START

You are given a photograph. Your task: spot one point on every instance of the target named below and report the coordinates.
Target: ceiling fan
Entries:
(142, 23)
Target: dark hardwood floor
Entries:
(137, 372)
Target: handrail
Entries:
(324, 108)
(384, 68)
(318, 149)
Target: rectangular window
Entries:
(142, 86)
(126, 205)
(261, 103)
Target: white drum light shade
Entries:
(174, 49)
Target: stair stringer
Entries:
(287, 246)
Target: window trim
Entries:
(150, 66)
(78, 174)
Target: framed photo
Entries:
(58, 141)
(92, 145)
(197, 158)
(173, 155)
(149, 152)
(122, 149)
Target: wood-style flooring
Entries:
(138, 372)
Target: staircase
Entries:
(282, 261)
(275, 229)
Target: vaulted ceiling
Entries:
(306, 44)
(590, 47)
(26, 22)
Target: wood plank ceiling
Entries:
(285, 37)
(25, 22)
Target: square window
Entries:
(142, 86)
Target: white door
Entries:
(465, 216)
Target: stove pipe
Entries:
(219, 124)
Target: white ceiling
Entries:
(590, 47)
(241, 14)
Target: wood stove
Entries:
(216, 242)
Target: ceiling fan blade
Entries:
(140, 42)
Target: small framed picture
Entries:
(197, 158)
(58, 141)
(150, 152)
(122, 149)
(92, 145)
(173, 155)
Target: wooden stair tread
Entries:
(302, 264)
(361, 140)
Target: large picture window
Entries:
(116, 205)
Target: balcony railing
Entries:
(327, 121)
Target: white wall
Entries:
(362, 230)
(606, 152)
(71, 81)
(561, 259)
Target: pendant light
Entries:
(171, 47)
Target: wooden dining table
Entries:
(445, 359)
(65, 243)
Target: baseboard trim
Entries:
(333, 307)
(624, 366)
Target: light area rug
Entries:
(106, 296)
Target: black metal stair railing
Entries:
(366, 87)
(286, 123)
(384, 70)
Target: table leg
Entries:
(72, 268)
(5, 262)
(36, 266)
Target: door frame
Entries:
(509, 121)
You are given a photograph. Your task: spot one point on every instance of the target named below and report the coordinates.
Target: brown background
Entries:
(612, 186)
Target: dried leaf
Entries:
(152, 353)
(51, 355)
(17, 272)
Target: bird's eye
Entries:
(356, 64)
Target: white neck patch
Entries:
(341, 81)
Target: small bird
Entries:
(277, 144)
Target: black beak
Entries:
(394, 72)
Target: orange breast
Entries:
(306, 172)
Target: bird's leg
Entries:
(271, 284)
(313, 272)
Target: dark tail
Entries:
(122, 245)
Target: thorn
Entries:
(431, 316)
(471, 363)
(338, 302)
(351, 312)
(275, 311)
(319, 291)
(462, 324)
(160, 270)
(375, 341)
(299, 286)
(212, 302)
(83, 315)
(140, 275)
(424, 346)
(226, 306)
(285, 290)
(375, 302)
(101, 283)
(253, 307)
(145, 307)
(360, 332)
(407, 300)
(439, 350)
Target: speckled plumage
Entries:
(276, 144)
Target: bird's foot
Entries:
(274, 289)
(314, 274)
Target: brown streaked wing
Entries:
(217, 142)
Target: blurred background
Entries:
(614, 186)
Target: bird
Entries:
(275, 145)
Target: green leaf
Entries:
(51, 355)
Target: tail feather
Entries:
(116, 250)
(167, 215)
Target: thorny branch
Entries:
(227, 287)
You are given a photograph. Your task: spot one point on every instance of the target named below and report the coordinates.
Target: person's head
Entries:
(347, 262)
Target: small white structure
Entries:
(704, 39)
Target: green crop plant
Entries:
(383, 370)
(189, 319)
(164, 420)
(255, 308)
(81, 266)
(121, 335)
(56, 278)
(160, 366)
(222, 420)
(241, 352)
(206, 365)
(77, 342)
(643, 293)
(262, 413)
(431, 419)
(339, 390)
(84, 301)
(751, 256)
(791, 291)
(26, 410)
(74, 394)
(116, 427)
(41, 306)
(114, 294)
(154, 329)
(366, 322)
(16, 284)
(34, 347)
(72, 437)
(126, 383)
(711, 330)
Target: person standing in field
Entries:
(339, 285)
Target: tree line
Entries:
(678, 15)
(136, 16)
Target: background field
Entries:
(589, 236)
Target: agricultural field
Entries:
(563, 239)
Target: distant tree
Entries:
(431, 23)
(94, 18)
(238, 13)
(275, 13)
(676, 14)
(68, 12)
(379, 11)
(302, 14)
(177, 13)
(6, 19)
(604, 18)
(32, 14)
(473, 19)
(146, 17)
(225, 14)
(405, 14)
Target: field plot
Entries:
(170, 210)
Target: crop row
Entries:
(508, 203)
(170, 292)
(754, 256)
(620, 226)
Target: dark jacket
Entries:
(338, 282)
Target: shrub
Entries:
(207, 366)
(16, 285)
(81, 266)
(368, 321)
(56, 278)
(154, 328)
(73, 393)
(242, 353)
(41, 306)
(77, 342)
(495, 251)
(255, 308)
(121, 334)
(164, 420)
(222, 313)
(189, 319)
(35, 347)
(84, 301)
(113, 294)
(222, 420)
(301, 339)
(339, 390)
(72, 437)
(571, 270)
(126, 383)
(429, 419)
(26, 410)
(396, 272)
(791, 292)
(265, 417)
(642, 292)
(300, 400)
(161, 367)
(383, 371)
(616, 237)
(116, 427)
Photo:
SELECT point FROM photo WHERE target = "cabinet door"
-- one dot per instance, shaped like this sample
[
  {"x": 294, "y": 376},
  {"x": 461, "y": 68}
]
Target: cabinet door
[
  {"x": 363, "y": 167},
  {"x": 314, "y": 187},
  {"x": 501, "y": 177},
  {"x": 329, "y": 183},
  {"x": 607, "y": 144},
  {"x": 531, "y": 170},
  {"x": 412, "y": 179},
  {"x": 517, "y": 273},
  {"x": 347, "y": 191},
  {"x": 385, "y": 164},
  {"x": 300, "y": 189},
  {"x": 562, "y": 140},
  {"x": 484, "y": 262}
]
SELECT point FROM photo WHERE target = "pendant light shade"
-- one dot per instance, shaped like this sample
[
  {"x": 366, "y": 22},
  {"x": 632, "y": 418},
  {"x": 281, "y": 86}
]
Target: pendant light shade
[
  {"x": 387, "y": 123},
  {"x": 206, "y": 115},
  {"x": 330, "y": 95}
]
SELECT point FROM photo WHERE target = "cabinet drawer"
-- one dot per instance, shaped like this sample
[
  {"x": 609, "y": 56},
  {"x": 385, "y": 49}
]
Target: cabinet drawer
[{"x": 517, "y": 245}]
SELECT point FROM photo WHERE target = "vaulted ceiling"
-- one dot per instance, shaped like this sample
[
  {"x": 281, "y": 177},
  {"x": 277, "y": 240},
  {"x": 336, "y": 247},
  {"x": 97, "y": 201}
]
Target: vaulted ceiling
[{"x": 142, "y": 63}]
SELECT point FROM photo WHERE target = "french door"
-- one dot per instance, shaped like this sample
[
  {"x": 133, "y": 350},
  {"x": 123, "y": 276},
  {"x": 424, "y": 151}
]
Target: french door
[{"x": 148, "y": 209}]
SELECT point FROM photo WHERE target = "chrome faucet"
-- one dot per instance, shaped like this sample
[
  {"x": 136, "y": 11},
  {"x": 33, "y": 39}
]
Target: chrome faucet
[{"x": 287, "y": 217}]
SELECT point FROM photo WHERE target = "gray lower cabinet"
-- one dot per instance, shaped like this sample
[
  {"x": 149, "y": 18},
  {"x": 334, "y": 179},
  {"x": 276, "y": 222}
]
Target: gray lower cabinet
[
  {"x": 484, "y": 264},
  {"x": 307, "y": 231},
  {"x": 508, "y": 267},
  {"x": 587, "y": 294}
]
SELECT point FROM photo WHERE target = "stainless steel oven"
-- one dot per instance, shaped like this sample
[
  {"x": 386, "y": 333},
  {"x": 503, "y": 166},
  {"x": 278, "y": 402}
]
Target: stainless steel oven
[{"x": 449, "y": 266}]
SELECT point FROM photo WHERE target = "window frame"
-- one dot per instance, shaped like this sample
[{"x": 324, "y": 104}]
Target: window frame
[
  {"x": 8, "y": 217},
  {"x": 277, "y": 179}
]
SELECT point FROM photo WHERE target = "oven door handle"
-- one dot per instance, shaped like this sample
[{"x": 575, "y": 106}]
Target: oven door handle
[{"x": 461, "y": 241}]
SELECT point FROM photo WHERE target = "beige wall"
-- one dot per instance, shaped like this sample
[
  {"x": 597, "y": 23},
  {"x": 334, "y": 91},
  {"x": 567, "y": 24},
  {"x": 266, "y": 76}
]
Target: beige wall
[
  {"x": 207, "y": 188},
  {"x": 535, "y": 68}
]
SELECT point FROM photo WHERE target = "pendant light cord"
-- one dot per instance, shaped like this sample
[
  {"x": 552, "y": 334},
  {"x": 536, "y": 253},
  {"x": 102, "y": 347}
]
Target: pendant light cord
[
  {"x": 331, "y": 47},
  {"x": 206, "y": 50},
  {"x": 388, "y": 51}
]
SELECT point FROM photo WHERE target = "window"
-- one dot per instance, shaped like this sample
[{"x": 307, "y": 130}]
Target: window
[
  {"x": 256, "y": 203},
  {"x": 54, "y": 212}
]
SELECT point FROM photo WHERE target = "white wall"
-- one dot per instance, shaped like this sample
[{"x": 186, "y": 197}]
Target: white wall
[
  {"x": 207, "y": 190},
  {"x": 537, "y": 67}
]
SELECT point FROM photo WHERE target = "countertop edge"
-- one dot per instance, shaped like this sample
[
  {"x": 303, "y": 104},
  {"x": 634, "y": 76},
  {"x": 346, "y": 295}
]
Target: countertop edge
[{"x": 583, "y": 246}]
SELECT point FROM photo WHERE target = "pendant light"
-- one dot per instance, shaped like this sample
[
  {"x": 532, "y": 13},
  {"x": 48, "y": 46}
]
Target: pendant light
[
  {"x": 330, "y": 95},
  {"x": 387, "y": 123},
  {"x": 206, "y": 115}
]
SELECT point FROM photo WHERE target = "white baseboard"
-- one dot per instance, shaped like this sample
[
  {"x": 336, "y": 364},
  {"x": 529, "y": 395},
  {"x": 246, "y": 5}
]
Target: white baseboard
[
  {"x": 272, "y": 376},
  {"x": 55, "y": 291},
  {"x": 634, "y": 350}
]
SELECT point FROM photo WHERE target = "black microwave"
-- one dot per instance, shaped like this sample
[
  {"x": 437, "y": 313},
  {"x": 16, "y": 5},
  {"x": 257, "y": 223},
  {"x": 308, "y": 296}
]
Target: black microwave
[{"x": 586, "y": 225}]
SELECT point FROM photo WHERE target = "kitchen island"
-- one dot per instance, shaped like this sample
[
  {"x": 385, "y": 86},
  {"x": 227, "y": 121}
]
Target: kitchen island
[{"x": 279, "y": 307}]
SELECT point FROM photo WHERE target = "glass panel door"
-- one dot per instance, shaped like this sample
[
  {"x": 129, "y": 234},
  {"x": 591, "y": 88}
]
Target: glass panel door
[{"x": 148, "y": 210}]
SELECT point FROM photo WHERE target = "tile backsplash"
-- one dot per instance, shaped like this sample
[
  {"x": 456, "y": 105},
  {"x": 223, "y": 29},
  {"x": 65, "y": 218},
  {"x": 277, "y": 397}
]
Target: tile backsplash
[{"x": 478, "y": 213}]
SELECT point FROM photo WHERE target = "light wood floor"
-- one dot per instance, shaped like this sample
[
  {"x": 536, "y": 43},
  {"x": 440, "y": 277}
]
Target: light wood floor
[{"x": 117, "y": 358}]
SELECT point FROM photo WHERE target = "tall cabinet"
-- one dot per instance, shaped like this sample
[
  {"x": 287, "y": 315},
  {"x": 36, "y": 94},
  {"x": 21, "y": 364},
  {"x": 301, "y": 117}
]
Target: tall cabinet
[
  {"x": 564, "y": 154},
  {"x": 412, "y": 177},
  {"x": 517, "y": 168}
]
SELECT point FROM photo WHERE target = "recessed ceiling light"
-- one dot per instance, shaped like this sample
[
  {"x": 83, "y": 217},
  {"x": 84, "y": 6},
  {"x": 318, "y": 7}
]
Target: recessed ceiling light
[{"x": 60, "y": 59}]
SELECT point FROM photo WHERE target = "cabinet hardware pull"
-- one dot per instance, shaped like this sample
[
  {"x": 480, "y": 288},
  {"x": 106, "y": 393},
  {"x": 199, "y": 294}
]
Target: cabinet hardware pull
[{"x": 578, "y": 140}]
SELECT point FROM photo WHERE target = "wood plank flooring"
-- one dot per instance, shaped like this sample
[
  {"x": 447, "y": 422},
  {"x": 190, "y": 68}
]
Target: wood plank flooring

END

> [What you should do]: Locate each line in the items that contains the word "green" and copy those lines.

> [Finished exercise]:
Target: green leaf
Target: green crop plant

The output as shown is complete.